_Stated goal_: According to the post about a combinations module, which random number generator is showing its age as machines get faster?

== Selected extract

I think that's over!  I'm very tired, though (couldn't get to sleep until
11, and woke up at 2 with the last, umm, episode <wink>).

This is a Big Project if done right.  I volunteered time for it a few years
ago, but there wasn't enough interest then to keep it going.  I'll attach
the last publicly-distribued module I had then, solely devoted to
combinations.  It was meant to be the first in a series, all following some
basic design decisions:

+ A Basic class that doesn't compromise on speed, typically by working
  on canonical representatives in Python list-of-int form.

+ A more general class that deals with arbitrary sequences, perhaps
  at great loss of efficiency.

+ Multiple iterators are important:  lex order is needed sometimes;
  Gray code order is an enormous help sometimes; random generation is
  vital sometimes.

+ State-of-the-art algorithms.  That's a burden for anything that
  goes into the core -- if it's a toy algorithm, users can
  do just as well on their own, and then people submit patch after
  patch that the original author isn't really qualified to judge
  (else they would have done a state-of-the-art thing to begin with).

+ The ability to override the random number generator.  Python's
  default WH generator is showing its age as machines get faster;
  it's simply not adequate anymore for long-running programs making
  heavy use of it on a fast box.  Combinatorial algorithms in
  particular do tend to make heavy use of it.  (Speaking of which,
  "someone" should look into grabbing one of the Mersenne Twister
  extensions for Python -- that's the current state of *that* art).

Ideas not worth taking:

+ Leave the chi-square algorithm out of it.  A better implementation
  would be nice to have in a statistics package, but it doesn't
  belong here regardless.

me-i'm-going-back-to-sleep-ly y'rs  - tim

--Boundary_(ID_K+WtxWU4+owRK5lyzEc5lw)

====
== Entries

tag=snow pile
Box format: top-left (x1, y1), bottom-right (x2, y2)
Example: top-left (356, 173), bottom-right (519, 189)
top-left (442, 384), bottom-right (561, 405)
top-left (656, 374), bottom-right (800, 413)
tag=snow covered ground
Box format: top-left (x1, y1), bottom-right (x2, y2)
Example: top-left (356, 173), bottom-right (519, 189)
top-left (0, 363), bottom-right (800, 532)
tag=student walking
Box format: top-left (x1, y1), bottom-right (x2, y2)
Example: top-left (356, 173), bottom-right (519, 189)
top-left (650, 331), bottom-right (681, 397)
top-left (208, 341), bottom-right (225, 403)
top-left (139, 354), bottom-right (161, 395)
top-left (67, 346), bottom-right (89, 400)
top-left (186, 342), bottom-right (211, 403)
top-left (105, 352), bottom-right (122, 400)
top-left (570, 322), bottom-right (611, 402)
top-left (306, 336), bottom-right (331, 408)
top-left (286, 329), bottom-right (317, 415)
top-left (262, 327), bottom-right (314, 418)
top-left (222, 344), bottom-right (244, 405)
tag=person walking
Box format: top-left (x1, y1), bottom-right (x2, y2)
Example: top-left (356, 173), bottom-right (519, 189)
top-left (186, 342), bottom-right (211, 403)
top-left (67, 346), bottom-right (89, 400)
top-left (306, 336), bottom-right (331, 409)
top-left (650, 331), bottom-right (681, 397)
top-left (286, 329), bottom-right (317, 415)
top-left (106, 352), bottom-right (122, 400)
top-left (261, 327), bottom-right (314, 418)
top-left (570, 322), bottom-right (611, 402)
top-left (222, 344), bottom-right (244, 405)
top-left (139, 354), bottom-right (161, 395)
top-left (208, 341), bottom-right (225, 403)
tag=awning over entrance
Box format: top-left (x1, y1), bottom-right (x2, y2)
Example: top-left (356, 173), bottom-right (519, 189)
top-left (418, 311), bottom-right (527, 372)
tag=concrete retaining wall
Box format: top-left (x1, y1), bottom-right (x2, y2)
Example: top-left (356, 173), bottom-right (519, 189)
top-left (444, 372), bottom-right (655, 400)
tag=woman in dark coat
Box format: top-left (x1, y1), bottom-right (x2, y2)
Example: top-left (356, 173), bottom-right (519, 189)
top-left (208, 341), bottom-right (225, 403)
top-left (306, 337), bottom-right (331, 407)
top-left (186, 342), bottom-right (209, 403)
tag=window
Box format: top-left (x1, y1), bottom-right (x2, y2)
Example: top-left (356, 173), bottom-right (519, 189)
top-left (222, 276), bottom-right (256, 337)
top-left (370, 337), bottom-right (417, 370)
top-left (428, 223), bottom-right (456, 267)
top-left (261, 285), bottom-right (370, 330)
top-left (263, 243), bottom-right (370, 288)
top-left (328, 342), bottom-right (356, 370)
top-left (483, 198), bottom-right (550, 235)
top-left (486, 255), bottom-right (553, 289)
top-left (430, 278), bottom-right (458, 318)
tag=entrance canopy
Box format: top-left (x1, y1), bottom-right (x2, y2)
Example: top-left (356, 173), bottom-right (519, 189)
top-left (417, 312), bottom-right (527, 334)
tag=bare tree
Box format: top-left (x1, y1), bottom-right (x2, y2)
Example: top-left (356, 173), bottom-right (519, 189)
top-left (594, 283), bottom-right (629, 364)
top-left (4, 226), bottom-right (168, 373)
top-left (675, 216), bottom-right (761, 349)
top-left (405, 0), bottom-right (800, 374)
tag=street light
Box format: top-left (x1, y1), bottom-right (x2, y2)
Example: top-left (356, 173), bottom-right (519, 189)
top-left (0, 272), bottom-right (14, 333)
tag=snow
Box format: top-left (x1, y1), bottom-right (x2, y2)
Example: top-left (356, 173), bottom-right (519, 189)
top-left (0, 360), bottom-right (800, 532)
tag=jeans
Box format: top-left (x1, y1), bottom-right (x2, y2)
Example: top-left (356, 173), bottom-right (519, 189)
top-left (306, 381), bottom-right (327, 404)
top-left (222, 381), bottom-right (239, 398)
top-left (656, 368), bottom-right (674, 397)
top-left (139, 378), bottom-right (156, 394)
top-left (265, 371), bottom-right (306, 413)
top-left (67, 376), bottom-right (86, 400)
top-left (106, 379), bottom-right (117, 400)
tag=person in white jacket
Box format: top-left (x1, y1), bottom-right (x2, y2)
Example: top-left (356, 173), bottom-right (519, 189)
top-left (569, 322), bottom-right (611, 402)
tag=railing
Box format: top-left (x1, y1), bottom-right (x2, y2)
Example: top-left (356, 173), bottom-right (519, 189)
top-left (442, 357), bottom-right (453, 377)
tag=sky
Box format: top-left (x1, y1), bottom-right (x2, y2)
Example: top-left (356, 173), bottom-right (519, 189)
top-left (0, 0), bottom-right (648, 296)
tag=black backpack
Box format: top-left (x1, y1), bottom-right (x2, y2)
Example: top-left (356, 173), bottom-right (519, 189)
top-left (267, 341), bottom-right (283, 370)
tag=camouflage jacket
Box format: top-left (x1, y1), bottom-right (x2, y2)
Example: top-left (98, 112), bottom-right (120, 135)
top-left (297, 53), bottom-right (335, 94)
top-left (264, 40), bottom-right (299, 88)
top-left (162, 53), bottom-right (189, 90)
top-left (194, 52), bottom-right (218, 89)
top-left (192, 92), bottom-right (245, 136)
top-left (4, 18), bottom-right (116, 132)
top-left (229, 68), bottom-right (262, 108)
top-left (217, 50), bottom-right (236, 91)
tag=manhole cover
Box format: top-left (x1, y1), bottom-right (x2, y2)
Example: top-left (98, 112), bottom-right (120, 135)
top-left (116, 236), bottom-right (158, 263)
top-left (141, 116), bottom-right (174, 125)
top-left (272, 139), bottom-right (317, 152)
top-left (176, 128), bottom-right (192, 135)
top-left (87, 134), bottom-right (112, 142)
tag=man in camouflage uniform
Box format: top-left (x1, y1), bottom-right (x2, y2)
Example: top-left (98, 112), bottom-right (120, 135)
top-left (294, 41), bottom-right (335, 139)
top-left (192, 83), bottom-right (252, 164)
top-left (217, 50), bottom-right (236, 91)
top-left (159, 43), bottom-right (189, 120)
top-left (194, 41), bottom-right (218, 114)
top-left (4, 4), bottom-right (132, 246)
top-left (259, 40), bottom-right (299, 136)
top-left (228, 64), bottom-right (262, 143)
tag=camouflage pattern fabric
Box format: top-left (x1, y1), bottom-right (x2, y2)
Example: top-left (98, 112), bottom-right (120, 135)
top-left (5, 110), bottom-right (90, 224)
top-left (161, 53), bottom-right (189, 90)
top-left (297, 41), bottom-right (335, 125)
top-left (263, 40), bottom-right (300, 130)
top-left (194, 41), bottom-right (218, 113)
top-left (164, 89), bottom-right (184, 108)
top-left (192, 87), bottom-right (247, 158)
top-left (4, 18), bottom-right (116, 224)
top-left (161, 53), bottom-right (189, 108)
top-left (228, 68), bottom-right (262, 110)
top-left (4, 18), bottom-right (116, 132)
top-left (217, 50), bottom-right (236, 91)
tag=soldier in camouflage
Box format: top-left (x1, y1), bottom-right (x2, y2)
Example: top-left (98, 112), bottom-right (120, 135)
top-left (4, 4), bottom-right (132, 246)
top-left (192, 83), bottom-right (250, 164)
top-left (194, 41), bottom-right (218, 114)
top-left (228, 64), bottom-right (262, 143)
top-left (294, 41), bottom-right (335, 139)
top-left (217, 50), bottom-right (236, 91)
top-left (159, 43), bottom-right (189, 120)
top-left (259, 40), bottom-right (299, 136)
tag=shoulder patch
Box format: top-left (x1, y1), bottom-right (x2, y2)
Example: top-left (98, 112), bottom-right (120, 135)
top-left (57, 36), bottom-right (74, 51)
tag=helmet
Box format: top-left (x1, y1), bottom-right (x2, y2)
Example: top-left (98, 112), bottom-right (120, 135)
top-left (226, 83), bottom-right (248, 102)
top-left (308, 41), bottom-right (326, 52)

====

_Expected output_: Python's default WH generator.